─── Extract provided ───

# Low light hardy plants that will survive mbuna?



## jschall (Apr 2, 2009)

Any ideas?


----------



## BoostedX (Mar 1, 2009)

Anabus (sp?) is a good plant. Grows in nicely and looks great. Dont actually stick it in the substrate just wedge it inbetween some rocks and it will grow alot better.


----------



## Britnick (Apr 18, 2008)

Vallis, Java Fern and African Sword also work. They don't eat the plants, but they do pull at the edges, which can dislodge or uproot the plant. Getting the substrate rooted plants going quickly is the best option. A good root tab will help this process no end. It also helps to plant away from where the fish traditionally dig.


----------



## zazz (Apr 5, 2008)

do these require co2 .. can they survive in low light and no added co2?


----------



## Britnick (Apr 18, 2008)

Yes they will grow without CO2 and in low light (low light would be no light aimed at aiding plant growth)


----------



## ridley25 (Jan 5, 2008)

+1 on Anubias. My mbuna nibble at it a bit but it grows nicely. I have them wedged between rocks so I can even move them when I want.


----------



## josmoloco (Aug 23, 2008)

Java moss........ 8)


----------



## Britnick (Apr 18, 2008)

I tried Java moss, but could I actually get it to attach to anything! When I had limited success the fish just pulled it to bits and my tank ended up looking like a seaweed mess. spent weeks pulling it out of filter inlets and media...


----------

─── Data extract ───

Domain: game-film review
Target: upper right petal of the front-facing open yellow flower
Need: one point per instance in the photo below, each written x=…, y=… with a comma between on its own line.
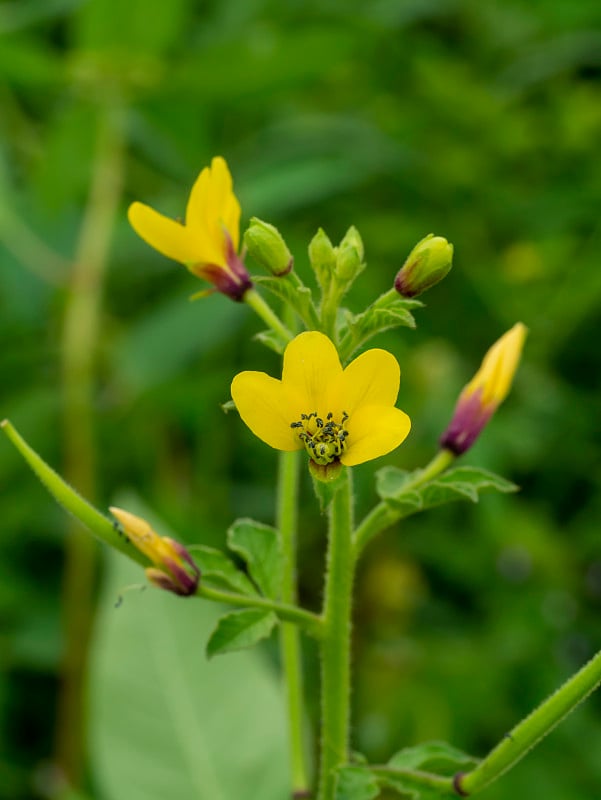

───

:: Exercise description ::
Name each distinct username that posts in the forum thread on low-light plants for mbuna, listing each only once. The listing above is separate material, unrelated to the forum thread.

:: Task solution ::
jschall, BoostedX, Britnick, zazz, ridley25, josmoloco